Ces questionnements, ce sont ceux des agents d’ASK confrontés aux limites de leur métier, mais aussi à travers eux ceux du cinéma tout entier qui s’interroge sur son avenir, et peut-être un peu les nôtres aussi, nous qui ne savons plus quand, pour qui, comment, ni à quoi travailler. L’intraitable Andréa parviendra-t-elle à concilier son ambition pro et son aspiration à l’apaisement d’un foyer ? La junior Camille montera-t-elle sa propre boîte de nouveaux talents ? Gabriel aiguisera-il ses quenottes pour passer chez l’ennemi ? Hervé prendra-t-il le risque de tourner le dos à la vie de bureau pour l’amour de l’art ? Noémie arrivera-t-elle à faire comprendre aux autres qu’elle n’est pas qu’une secrétaire énamourée ? Jean Reno alias le cinéma français tirera-t-il sa révérence ou mènera-t-il la fronde populaire dans un film à gros budget sur la Révolution ?

« Cette saison est plus noire, les destins des personnages deviennent très friables »

« Marre de ce cirque », s’énerve l’acteur, invité de l’épisode final, avant de claquer la porte d’un tournage laborieux. Incarné par l’habituelle brochette de guests qui se prêtent savoureusement au jeu de l’auto-dérision (Charlotte Gainsbourg, Franck Dubosc, Sandrine Kiberlain, José Garcia…), le petit milieu privilégié du cinéma français semble plus que jamais anachronique à l’époque des gilets jaunes et de l’urgence écologique ; le Septième art comme on l’aimait subit les assauts de Netflix et les dommages collatéraux d’un virus dont le spectre hante la série malgré elle… et grande est la tentation de tout envoyer balader pour aller faire autre chose, de plus simple, de plus minimaliste, ailleurs. Dans cette saison où ASK est mise à mal par la concurrence agressive d’une autre agence, Starmédia, menée par la grande méchante Elise Formain (Anne Marivin, jubilante), il n’est plus question de juste s’amuser des absurdités du star system, dont les agents sont les remparts. Une lucidité nouvelle est à l’œuvre, et pour tout dire, ça sent le sapin… Sauf que, sauf que, un autre mouvement se fait jour et traverse la série.

- [QUESTIONS]:
a) Relevez tous les noms de personnes placés entre parenthèses après « l'habituelle brochette de guests » dans le texte de l'exercice.
b) Répondez à ces questions d'après le texte de l'exercice :
(i) Quelle structure la junior Camille montera-t-elle peut-être ?
(ii) Quelle agence concurrente met ASK à mal cette saison ?
(iii) Quelle actrice joue Elise Formain ?
c) Recopiez le texte de l'exercice de « Ces questionnements, ce » jusqu'à « sur la Révolution ? ».

- [DONNÉES BRUTES]:

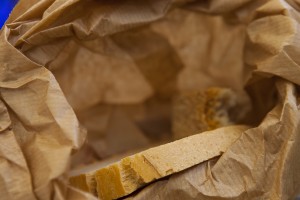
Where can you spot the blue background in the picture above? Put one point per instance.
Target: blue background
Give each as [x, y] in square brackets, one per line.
[6, 7]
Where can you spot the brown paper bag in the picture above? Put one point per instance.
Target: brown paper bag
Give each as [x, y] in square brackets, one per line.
[64, 57]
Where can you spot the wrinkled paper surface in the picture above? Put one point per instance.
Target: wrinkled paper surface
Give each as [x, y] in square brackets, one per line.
[116, 64]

- [CORRIGÉS]:
a) Charlotte Gainsbourg, Franck Dubosc, Sandrine Kiberlain, José Garcia

b)
(i) Sa propre boîte de nouveaux talents.
(ii) Starmédia.
(iii) Anne Marivin.

c)
Ces questionnements, ce sont ceux des agents d’ASK confrontés aux limites de leur métier, mais aussi à travers eux ceux du cinéma tout entier qui s’interroge sur son avenir, et peut-être un peu les nôtres aussi, nous qui ne savons plus quand, pour qui, comment, ni à quoi travailler. L’intraitable Andréa parviendra-t-elle à concilier son ambition pro et son aspiration à l’apaisement d’un foyer ? La junior Camille montera-t-elle sa propre boîte de nouveaux talents ? Gabriel aiguisera-il ses quenottes pour passer chez l’ennemi ? Hervé prendra-t-il le risque de tourner le dos à la vie de bureau pour l’amour de l’art ? Noémie arrivera-t-elle à faire comprendre aux autres qu’elle n’est pas qu’une secrétaire énamourée ? Jean Reno alias le cinéma français tirera-t-il sa révérence ou mènera-t-il la fronde populaire dans un film à gros budget sur la Révolution ?